The proper response would have been:
1. Stop her
2. Inspect the device.
3. Realize it's a bread-board with a battery and some leds
4. Ask her to remove it from sight
5. Turn her loose.
That's not a bomb. It doesn't look like a bomb. It's not being carried how bombs are generally carried (i.e. sewn into pockets in a vest hidden under clothing). There's no way you could hide any explosive in or around that device. After a few questions, any cop with a few working neurons would figure out that she's not a threat. The cops are idiots.
A double tap to the head to make cetain the bomb (hoax or not) isn't detonated.
Case closed.
Perhaps all bomb-like strap-on/clip-on devices should first be run by you, to test for believability. We can just have law enforcement keep suspected bombers under surveillance until you give them the go-ahead to make an arrest.

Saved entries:
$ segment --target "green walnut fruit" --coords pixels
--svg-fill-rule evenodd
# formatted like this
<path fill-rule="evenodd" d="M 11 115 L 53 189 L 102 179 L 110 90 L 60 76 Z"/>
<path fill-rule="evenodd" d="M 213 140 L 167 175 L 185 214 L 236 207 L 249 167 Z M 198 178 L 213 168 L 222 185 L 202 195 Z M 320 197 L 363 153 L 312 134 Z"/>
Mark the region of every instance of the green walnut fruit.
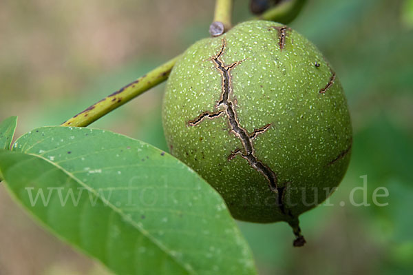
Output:
<path fill-rule="evenodd" d="M 171 153 L 234 218 L 284 221 L 297 236 L 297 217 L 330 195 L 350 160 L 351 123 L 335 72 L 308 40 L 271 21 L 191 46 L 171 72 L 162 121 Z"/>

▸ **Task 1**
List the five steps that the comments about the breadboard device give as the proper response.
▸ **Task 2**
Summarize the comments about the breadboard device in two sentences.
▸ **Task 3**
Extend the comments about the breadboard device, starting after the last sentence of the page text.

▸ **Response 1**
1. Stop her
2. Inspect the device.
3. Realize it's a bread-board with a battery and some leds
4. Ask her to remove it from sight
5. Turn her loose.

▸ **Response 2**
One comment lists five steps the police should have taken: stop her, inspect the device, recognize it as a breadboard with a battery and LEDs, have her put it out of sight, and let her go. It argues the device neither looked like nor was carried like a bomb and could not hide explosives, calling the cops idiots; other replies instead propose a double tap to the head to prevent detonation, or suggest such devices be run by "you" first for believability.

▸ **Response 3**
Or, we could simply let the police stop anyone who’s wearing such a suspicious device, until it can be determined exactly what it is that they’re dealing with.
I hope the jihadists are taking notes from this, and not from those who would have a believability index attached to all play-doh/circuit board devices that are being worn by oddballs in airports.
How should they react if they see someone trying to light their shoelace? Isn’t that just as ridiculous?
And yet, someone did try to use a shoe-bomb, as silly as that may sound.